Didn't break stuff, but had a blast until the temps hit 106 degrees... ugh


I followed this guy around

I like his FJ70, even a diesel (Nitro gears) - though on that day, it was so nice to be in an air conditioned rig...



so, progress?
now it's as far apart as I'm going to take it (which is good since there isn't anything left to remove)


Buick thinks the old-school sbc is a good choice


on the trailer for a trip to the sand blaster


and back to the driver's seat frame.... I still don't know what I'm going to do
 
Heres what I would do with your seat mounting: Get rid of the radius tube things, redo the lower side bar cage supports so the bend is about 8" further back than where you have it now for better in and out access for your feet and then weld them in, then weld tabs on those side tubes on passenger and driver side, then run a 2"x1" or something fairly heavy duty piece of C channel all the way accross from one tab to the other side, one piece run accross for where the front of the seats will bolt too and one for where the back of the seats will bolt too and each piece bolted to the tabs. Then you will have a ton of room under the driver seat for storage or whatever. That way the side tubes just support your seats rather than the floor which takes up more space.
 
I've also thought of ditching both sides and running tubes all the way across then mounting the seats to that... the benefit is it would give me a flat space for a center console. I also looked at a gun safe today that would be nice to incorporate; but I'm pondering the "if it looks like a gun safe, would that make it more or less likely to be screwed with when I'm not around the vehicle?" Fortunately, I'm at least a month from making a decision on any of it because I'm back on the frame. All that said, I like where the seat is now (height).

about the door bars, like the distributor, there's a lot more room there then what appears in the picture (mostly because the bar is hidden behind the door sill when you look straight at it) the perspective of the camera is looking down on the bar but if looked at from the side, the door sill is about 1/2 way up the transition).

good thoughts....

▶ [THINGS TO DO]:
1: In the vehicle build post, what temperature ended the fun of the outing?
2: Please carry on the vehicle build post from its final words, "good thoughts....", in the same casual forum voice.

▶ [LISTED RECORDS]:
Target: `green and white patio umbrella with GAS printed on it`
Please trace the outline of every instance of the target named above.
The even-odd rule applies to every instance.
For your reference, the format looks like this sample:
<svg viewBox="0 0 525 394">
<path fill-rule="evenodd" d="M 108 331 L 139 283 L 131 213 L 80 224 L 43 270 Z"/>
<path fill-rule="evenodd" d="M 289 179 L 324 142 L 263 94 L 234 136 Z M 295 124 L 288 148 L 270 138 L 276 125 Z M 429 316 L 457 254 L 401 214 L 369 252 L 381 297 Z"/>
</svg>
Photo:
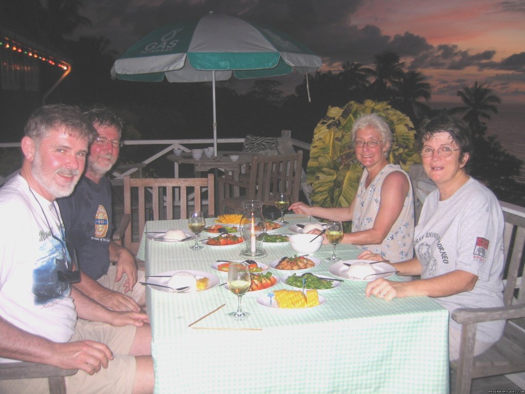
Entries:
<svg viewBox="0 0 525 394">
<path fill-rule="evenodd" d="M 209 13 L 196 22 L 153 30 L 115 61 L 113 77 L 130 81 L 212 82 L 217 154 L 215 81 L 314 72 L 321 58 L 287 35 L 242 19 Z M 308 82 L 308 79 L 307 79 Z"/>
</svg>

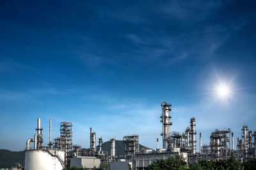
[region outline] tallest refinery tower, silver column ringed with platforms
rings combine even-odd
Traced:
[[[170,140],[170,126],[172,125],[172,122],[170,122],[170,119],[172,118],[170,116],[170,111],[172,104],[168,104],[165,102],[161,103],[162,106],[162,115],[161,115],[161,121],[163,124],[163,132],[161,136],[163,136],[163,148],[168,148],[168,140]]]

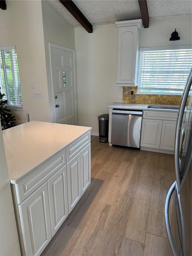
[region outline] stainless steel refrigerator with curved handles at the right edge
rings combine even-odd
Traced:
[[[175,256],[192,255],[191,250],[191,124],[192,124],[192,68],[188,75],[176,123],[175,135],[175,173],[176,181],[168,191],[165,203],[165,222],[167,235]],[[183,116],[186,118],[183,122]],[[180,137],[182,143],[180,145]],[[173,239],[170,228],[169,205],[170,198],[174,198],[174,214],[176,219],[176,239]]]

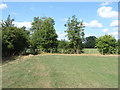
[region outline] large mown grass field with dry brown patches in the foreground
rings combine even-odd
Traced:
[[[3,64],[3,88],[117,88],[117,56],[25,56]]]

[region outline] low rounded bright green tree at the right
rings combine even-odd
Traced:
[[[116,39],[111,35],[104,35],[96,40],[96,47],[101,54],[115,54],[117,50]]]

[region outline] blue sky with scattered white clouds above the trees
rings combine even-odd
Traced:
[[[118,38],[118,2],[4,2],[0,9],[3,20],[10,14],[16,26],[27,29],[34,17],[53,18],[59,40],[67,40],[64,24],[73,15],[83,20],[85,37],[109,34]]]

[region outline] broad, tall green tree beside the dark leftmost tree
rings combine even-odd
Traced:
[[[57,51],[57,34],[54,29],[55,22],[52,18],[35,17],[32,22],[32,47],[45,52]]]

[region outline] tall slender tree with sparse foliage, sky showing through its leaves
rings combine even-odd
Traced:
[[[83,21],[78,21],[75,15],[72,16],[72,19],[68,18],[67,24],[67,37],[70,40],[70,47],[75,50],[76,53],[81,53],[82,51],[82,41],[84,38],[84,25]]]

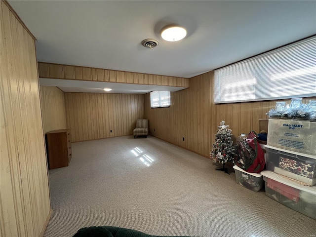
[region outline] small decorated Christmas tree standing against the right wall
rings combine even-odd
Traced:
[[[214,162],[217,161],[223,165],[223,168],[217,170],[223,170],[226,173],[228,173],[227,168],[225,168],[226,162],[231,161],[234,163],[237,152],[233,145],[232,129],[228,127],[229,125],[225,125],[225,121],[220,123],[217,133],[215,134],[216,138],[213,144],[213,150],[210,153],[210,158],[212,158]]]

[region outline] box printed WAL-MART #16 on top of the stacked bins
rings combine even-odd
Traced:
[[[271,118],[267,145],[315,155],[316,121]]]

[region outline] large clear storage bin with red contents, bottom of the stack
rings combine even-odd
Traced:
[[[279,203],[316,219],[316,187],[300,185],[272,171],[261,172],[266,195]]]

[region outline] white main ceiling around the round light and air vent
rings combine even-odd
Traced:
[[[191,78],[316,34],[316,1],[8,2],[37,38],[40,62],[174,77]],[[185,27],[187,37],[162,40],[168,24]],[[159,45],[143,47],[147,38]]]

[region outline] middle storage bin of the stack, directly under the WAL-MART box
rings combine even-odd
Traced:
[[[266,145],[267,169],[310,186],[316,184],[316,156]]]

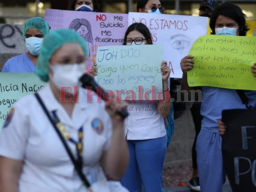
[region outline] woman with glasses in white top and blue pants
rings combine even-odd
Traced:
[[[145,24],[131,24],[124,36],[123,45],[152,45],[151,34]],[[161,63],[163,90],[168,90],[170,68],[166,61]],[[164,118],[171,108],[169,91],[166,102],[129,102],[129,117],[125,120],[126,139],[130,159],[121,183],[130,192],[161,192],[162,170],[167,144]],[[164,98],[165,100],[165,98]],[[138,107],[156,110],[136,111]],[[160,110],[160,108],[167,110]]]

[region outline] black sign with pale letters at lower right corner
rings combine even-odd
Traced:
[[[256,109],[222,111],[223,164],[232,192],[256,192]]]

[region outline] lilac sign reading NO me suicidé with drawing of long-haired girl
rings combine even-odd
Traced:
[[[51,30],[73,29],[86,41],[89,54],[87,70],[91,69],[99,46],[122,45],[128,27],[128,14],[102,12],[76,12],[47,9],[44,19]]]

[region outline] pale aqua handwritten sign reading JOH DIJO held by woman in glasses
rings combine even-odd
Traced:
[[[96,82],[121,100],[161,99],[163,46],[99,47]]]

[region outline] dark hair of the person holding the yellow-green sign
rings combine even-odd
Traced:
[[[241,8],[232,2],[222,3],[212,12],[210,18],[210,28],[212,30],[211,34],[215,34],[215,23],[219,15],[223,15],[236,21],[240,29],[239,36],[246,36],[247,31],[250,29],[245,22],[245,18],[247,17]]]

▶ [ANSWERS TO THE TASKS]:
1: 106 degrees.

2:
Warm day, but got some accomplished until I ran out of wire and oxygen (was using the torch too)...


with some grinding, drilling and torch work the brackets came off

I suppose I would have given up earlier if I hadn't just had to buy a bracket - so I figure that these are totally reuseable and I did save them



and removed the shock mount


some CAD work (cardboard assisted design)


copy


test


weld


turned it over to weld the top


and ran out of wire
 
alrighty, more progress
first fix the seam






then the upper control arm mount


notice that everything is in compression? while I do trust my welds, I also know that it's really easy to make it doubly secure by compressing the forces

Also, frame flex is gone. When I put this on jack stands, I could flex the frame 3" on any corner - now, not at all.... finally, a solid foundation to let the suspension do what it's designed to do and, should the worst happen, a frame that won't fail to hold up if I roll it.

gave it a quick bend and welded it up


and my weight-loss-through-sweating is over for the night

thanks for lurking ;)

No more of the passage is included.